- [Exercise] Convert the records below into a JSON list of strings, with one string for each line and no blank lines.

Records

------------------------------

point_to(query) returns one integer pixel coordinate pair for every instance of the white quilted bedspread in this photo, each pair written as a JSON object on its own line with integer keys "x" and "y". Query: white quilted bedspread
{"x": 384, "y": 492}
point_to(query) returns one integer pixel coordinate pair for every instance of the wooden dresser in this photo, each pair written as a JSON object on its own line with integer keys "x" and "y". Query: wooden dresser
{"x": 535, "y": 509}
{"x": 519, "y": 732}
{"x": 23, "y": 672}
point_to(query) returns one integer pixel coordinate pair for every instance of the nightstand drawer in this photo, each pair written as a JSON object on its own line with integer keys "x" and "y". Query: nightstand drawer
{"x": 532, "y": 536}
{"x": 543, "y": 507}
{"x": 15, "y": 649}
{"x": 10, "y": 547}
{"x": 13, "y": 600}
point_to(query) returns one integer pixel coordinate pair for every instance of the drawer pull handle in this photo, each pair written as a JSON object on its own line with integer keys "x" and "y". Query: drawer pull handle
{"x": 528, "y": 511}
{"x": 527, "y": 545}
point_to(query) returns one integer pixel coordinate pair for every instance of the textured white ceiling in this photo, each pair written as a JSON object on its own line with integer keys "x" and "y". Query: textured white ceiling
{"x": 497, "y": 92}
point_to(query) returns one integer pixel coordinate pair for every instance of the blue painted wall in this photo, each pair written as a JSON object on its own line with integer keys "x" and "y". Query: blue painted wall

------------------------------

- [Answer to this exercise]
[
  "point_to(query) returns one integer pixel coordinate pair for every instance of the white quilted bedspread in this photo, each pair written as a JSON object on its own line with integer keys \"x\" and \"y\". Query: white quilted bedspread",
  "{\"x\": 384, \"y\": 492}",
  "point_to(query) returns one integer pixel coordinate pair for every instance of the wooden dresser in this photo, each pair written as a JSON object on its own line with integer keys \"x\" and \"y\". Query: wooden dresser",
  "{\"x\": 535, \"y\": 509}",
  "{\"x\": 519, \"y\": 732}",
  "{\"x\": 23, \"y\": 672}",
  "point_to(query) returns one integer pixel coordinate pair for every instance of the nightstand drawer in this photo, each pair written as a JSON object on its own line with integer keys \"x\" and \"y\". Query: nightstand drawer",
  "{\"x\": 532, \"y\": 536}",
  "{\"x\": 543, \"y\": 507}",
  "{\"x\": 15, \"y\": 649}",
  "{\"x\": 10, \"y\": 547}",
  "{\"x\": 13, \"y\": 600}",
  "point_to(query) returns one integer pixel coordinate pair for every instance of the drawer pull handle in this photo, each pair written as a JSON object on its own line with integer keys \"x\" and \"y\". Query: drawer pull handle",
  "{\"x\": 528, \"y\": 511}",
  "{\"x\": 527, \"y\": 545}",
  "point_to(query) returns one integer pixel coordinate pair for every instance of the textured white ceiling in this photo, each pair written as a JSON object on its own line with integer keys \"x\" and \"y\". Query: textured white ceiling",
  "{\"x\": 497, \"y\": 92}",
  "point_to(query) returns one integer pixel coordinate pair for every instance of the blue painted wall in this photo, each pair written as a JSON object on its own line with integer keys \"x\" and \"y\". Query: blue painted wall"
]